Data for analysis Start Marker

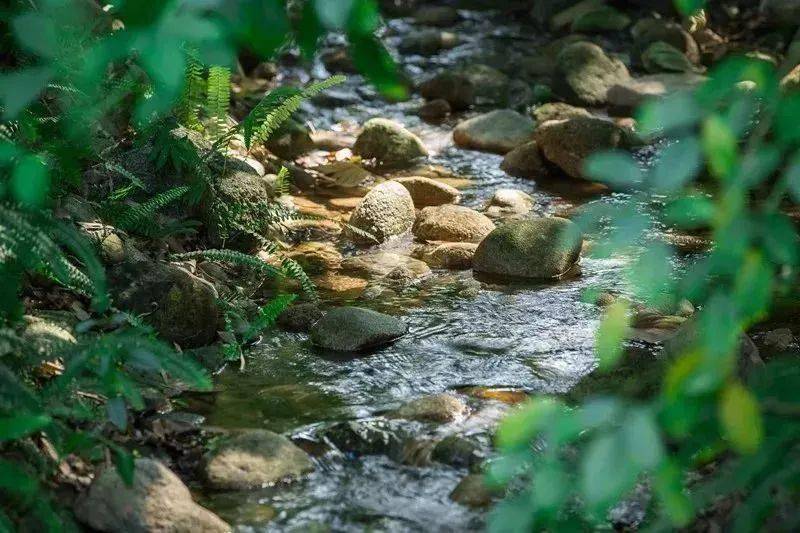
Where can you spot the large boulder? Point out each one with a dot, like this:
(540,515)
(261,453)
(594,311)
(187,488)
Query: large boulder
(452,223)
(387,210)
(498,131)
(525,161)
(389,143)
(381,264)
(254,459)
(568,143)
(354,329)
(584,73)
(427,192)
(539,248)
(157,502)
(180,306)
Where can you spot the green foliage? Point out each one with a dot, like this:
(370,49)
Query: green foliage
(728,167)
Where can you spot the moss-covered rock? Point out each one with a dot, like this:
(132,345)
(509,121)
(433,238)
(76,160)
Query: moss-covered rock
(538,248)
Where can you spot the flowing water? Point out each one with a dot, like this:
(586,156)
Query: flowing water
(536,338)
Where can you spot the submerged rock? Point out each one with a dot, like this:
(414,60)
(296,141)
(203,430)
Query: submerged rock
(254,459)
(539,248)
(387,210)
(498,131)
(427,192)
(452,223)
(435,408)
(389,143)
(353,329)
(525,161)
(157,502)
(568,143)
(584,73)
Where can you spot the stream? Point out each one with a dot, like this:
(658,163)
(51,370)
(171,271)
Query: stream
(463,334)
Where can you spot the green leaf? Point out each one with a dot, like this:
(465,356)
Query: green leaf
(719,145)
(677,165)
(20,88)
(611,334)
(615,168)
(18,426)
(740,417)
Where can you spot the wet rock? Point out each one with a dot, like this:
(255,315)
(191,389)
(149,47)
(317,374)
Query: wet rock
(568,143)
(434,111)
(442,16)
(254,458)
(650,30)
(584,73)
(435,408)
(525,161)
(623,99)
(455,88)
(452,223)
(387,210)
(599,20)
(353,329)
(448,255)
(539,248)
(429,192)
(506,202)
(558,111)
(427,42)
(180,306)
(472,492)
(299,317)
(316,257)
(458,452)
(158,501)
(498,131)
(389,143)
(380,264)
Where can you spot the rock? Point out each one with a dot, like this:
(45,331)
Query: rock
(568,143)
(316,257)
(380,264)
(452,223)
(498,131)
(781,12)
(157,502)
(525,161)
(389,143)
(436,16)
(435,408)
(253,459)
(387,210)
(601,19)
(353,329)
(558,111)
(435,110)
(625,98)
(180,306)
(455,88)
(427,192)
(584,73)
(472,492)
(650,30)
(791,82)
(427,42)
(538,248)
(448,255)
(509,202)
(299,317)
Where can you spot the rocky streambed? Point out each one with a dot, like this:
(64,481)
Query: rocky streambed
(454,288)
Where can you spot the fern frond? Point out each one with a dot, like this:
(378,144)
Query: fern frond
(218,95)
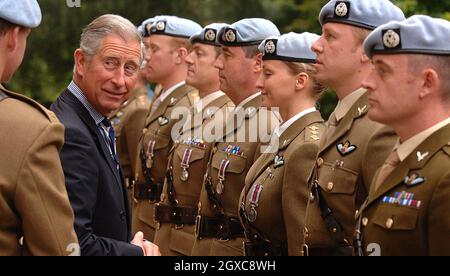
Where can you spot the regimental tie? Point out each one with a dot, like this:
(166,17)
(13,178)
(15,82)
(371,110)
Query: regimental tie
(110,139)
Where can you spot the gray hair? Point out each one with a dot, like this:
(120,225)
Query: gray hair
(105,25)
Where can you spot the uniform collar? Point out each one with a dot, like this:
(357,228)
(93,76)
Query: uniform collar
(249,99)
(169,91)
(283,127)
(346,104)
(406,148)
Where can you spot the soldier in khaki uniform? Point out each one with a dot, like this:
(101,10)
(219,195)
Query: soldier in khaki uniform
(218,229)
(276,190)
(177,212)
(128,122)
(169,45)
(36,217)
(353,146)
(407,209)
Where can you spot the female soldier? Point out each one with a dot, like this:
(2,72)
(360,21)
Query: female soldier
(274,199)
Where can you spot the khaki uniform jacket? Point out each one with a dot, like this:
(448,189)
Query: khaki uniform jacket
(245,128)
(417,227)
(128,122)
(282,202)
(175,240)
(345,174)
(34,203)
(158,128)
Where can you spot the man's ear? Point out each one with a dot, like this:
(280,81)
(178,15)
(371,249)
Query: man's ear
(80,62)
(430,83)
(258,64)
(365,58)
(13,38)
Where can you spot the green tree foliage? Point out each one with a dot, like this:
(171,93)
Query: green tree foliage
(48,64)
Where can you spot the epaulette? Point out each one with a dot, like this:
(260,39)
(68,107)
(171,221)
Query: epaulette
(50,115)
(194,97)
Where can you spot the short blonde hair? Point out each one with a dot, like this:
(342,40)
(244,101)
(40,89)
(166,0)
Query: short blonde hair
(108,24)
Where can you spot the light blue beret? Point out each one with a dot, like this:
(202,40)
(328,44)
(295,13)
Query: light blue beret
(175,26)
(367,14)
(247,32)
(290,47)
(26,13)
(418,34)
(209,34)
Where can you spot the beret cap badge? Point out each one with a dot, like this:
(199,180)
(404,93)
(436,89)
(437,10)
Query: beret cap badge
(341,9)
(391,39)
(270,47)
(210,35)
(160,26)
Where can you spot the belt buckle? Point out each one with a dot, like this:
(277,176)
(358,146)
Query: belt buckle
(305,250)
(197,226)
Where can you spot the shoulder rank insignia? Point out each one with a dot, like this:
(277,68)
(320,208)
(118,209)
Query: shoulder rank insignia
(414,180)
(421,157)
(346,148)
(361,110)
(279,161)
(162,121)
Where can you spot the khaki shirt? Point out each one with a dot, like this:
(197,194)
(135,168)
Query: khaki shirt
(128,121)
(176,240)
(284,176)
(244,129)
(408,213)
(36,217)
(158,129)
(345,168)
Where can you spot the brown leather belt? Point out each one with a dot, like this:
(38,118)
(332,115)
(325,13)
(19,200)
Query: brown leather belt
(223,228)
(264,248)
(178,215)
(145,191)
(336,251)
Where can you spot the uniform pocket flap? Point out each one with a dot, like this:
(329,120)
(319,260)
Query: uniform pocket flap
(396,217)
(182,242)
(237,163)
(338,180)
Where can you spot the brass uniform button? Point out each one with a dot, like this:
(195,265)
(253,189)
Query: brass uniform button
(365,222)
(330,186)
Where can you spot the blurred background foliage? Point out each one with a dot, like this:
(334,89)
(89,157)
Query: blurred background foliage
(48,64)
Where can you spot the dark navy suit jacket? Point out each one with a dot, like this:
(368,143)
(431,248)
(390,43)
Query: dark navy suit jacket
(94,184)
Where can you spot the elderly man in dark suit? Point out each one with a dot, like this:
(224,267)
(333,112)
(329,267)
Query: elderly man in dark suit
(106,70)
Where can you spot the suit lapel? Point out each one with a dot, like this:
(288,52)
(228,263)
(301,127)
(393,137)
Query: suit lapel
(286,139)
(95,131)
(358,110)
(412,163)
(170,101)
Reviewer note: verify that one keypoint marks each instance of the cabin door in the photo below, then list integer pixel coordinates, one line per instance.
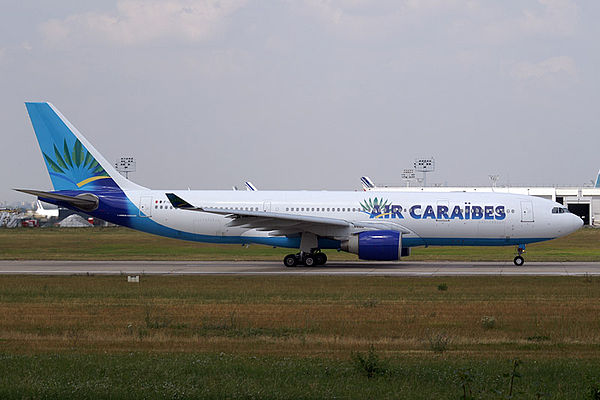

Data for analysis End Marker

— Instructions to follow —
Give the data again exactly. Keep the images out.

— Exercise result —
Where can you spot the large boulder? Point out each one with a dot, like this:
(540,515)
(261,453)
(594,311)
(187,488)
Query: large boulder
(452,223)
(387,210)
(498,131)
(525,161)
(389,143)
(381,264)
(254,459)
(568,143)
(354,329)
(584,73)
(427,192)
(539,248)
(157,502)
(180,306)
Where can you spot the green foliage? Point out each one with a dot, like this:
(370,49)
Query: green foliage
(728,167)
Where can you spot the moss-covered rock? Point out each one with a dot, like this:
(132,345)
(509,121)
(433,238)
(76,160)
Query: moss-covered rock
(538,248)
Where can you spot the flowing water? Point out each one with a dot, like this:
(586,156)
Query: flowing water
(536,338)
Where can you spot the submerged rock? Point out each one with a dot, like this:
(414,60)
(296,141)
(203,430)
Query: submerged rock
(254,459)
(539,248)
(387,210)
(498,131)
(427,192)
(452,223)
(435,408)
(389,143)
(353,329)
(525,161)
(157,502)
(568,143)
(584,73)
Where can you spot the stream? Point out each one with a dot, like this:
(658,163)
(51,370)
(171,271)
Query: stream
(463,334)
Where can you spot the green leaf? Point out each one with a dot, like this:
(465,356)
Query: green leaf
(719,145)
(677,165)
(20,88)
(611,334)
(615,168)
(18,426)
(740,417)
Where can you spot the wet rock? Point out each one with a dot, like this:
(255,315)
(191,389)
(149,47)
(317,374)
Query: wet rock
(568,143)
(434,111)
(442,16)
(254,458)
(650,30)
(584,73)
(435,408)
(525,161)
(623,99)
(455,88)
(452,223)
(387,210)
(599,20)
(353,329)
(448,255)
(539,248)
(429,192)
(506,202)
(558,111)
(427,42)
(180,306)
(472,492)
(299,317)
(316,257)
(458,452)
(158,501)
(498,131)
(389,143)
(380,264)
Where can you spot the rock? Point out each one with a dot, like this:
(45,331)
Query: rock
(568,143)
(316,257)
(380,264)
(452,223)
(498,131)
(781,12)
(157,502)
(525,161)
(389,143)
(436,16)
(435,408)
(253,459)
(387,210)
(601,19)
(353,329)
(558,111)
(435,110)
(625,98)
(180,306)
(455,88)
(427,192)
(584,73)
(472,492)
(650,30)
(791,82)
(427,42)
(538,248)
(448,255)
(509,202)
(299,317)
Where can you spot the rocky streambed? Point out each one with a dot, like this:
(64,481)
Query: rocky streambed
(454,288)
Where can you spot the fern frond? Point out each one with a dot, like this:
(378,144)
Query: fern frond
(218,95)
Where can you spot the regimental tie? Point out each one with a dot, like this:
(166,17)
(13,178)
(15,82)
(371,110)
Query: regimental tie
(110,139)
Where can you spot the gray hair? Point out each one with a dot, like this:
(120,225)
Query: gray hair
(105,25)
Where can you spot the uniform collar? Point out each one with a dot, like this:
(357,228)
(93,76)
Query: uniform collar
(249,99)
(169,91)
(283,127)
(346,104)
(406,148)
Where can you spot the soldier in khaki uniform? Point out each one with a dot, like this:
(101,10)
(219,195)
Query: soldier in khaki uniform
(218,229)
(276,190)
(177,212)
(128,122)
(169,45)
(36,217)
(353,146)
(407,209)
Where can you spot the female soldier? Point out each one with a dot, like this:
(2,72)
(360,21)
Query: female soldier
(274,199)
Where can you spot the khaki uniform jacket? Point out each one with a dot, like this:
(448,189)
Query: khaki uniform jacket
(245,128)
(417,227)
(128,122)
(282,202)
(175,240)
(345,174)
(34,203)
(158,128)
Where can you spot the man's ear? Point out each one with a dot, like this:
(280,81)
(178,15)
(371,249)
Query: man's ear
(80,62)
(430,83)
(258,64)
(365,58)
(13,38)
Where can you spot the green tree foliage? Point out each one with a dot, like this:
(171,93)
Query: green tree foliage
(48,64)
Where can you spot the epaulette? Point out each one with a dot, like this:
(260,39)
(68,107)
(171,221)
Query: epaulette
(50,115)
(194,97)
Where can you spot the short blonde hair? Point out each one with a dot, like this:
(342,40)
(244,101)
(40,89)
(166,0)
Query: short blonde hair
(108,24)
Where can you spot the light blue beret? Point out each one with a dot, like this:
(202,40)
(328,44)
(295,13)
Query: light blue beret
(175,26)
(367,14)
(247,32)
(290,47)
(26,13)
(418,34)
(209,34)
Where can you spot the beret cap badge? Point out each one with a dot, like this:
(199,180)
(404,93)
(436,89)
(437,10)
Query: beret cap badge
(341,9)
(391,39)
(270,47)
(210,35)
(160,26)
Where can you spot the belt buckle? Point out each one with a dot, like this:
(277,176)
(358,146)
Query: belt buckle
(305,250)
(197,226)
Where can you spot the shoulder rank insignia? Point out each one with a dot, like this:
(277,68)
(320,208)
(118,209)
Query: shoulder rank insignia
(414,180)
(421,157)
(346,148)
(361,110)
(279,161)
(162,121)
Where can you spot the khaki shirt? Point out each one with a dot, like this:
(197,194)
(135,168)
Query: khaki shirt
(128,121)
(176,240)
(284,176)
(244,129)
(408,213)
(36,217)
(158,129)
(345,168)
Where can you spot the brown leather belt? Point out each one with a dot, like this:
(38,118)
(332,115)
(325,13)
(19,200)
Query: brown leather belt
(223,228)
(264,248)
(178,215)
(145,191)
(336,251)
Where can you spot the uniform pocket flap? Point out each one with a dot, like this:
(329,120)
(319,260)
Query: uniform pocket flap
(396,217)
(182,242)
(237,163)
(338,180)
Where can you spot the brass uniform button? Point out each one with a dot, like this:
(195,265)
(253,189)
Query: brass uniform button
(365,222)
(330,186)
Where can you spot the blurred background foliage? Point out each one with a dot, like this:
(334,89)
(89,157)
Query: blurred background foliage
(48,64)
Where can you spot the dark navy suit jacket? Point out each one with a dot, like this:
(368,143)
(431,248)
(390,43)
Query: dark navy suit jacket
(94,184)
Where can you spot the elderly man in dark suit? Point out each one with a dot, like this:
(224,267)
(333,112)
(329,267)
Query: elderly man in dark suit
(106,70)
Where can you spot the suit lapel? Point out each one with a dot, like this:
(288,52)
(228,263)
(301,127)
(393,137)
Query: suit lapel
(286,139)
(95,131)
(358,110)
(412,163)
(170,101)
Reviewer note: verify that one keypoint marks each instance of the cabin door in the photo below, then list integer pixel coordinates, one line per instance.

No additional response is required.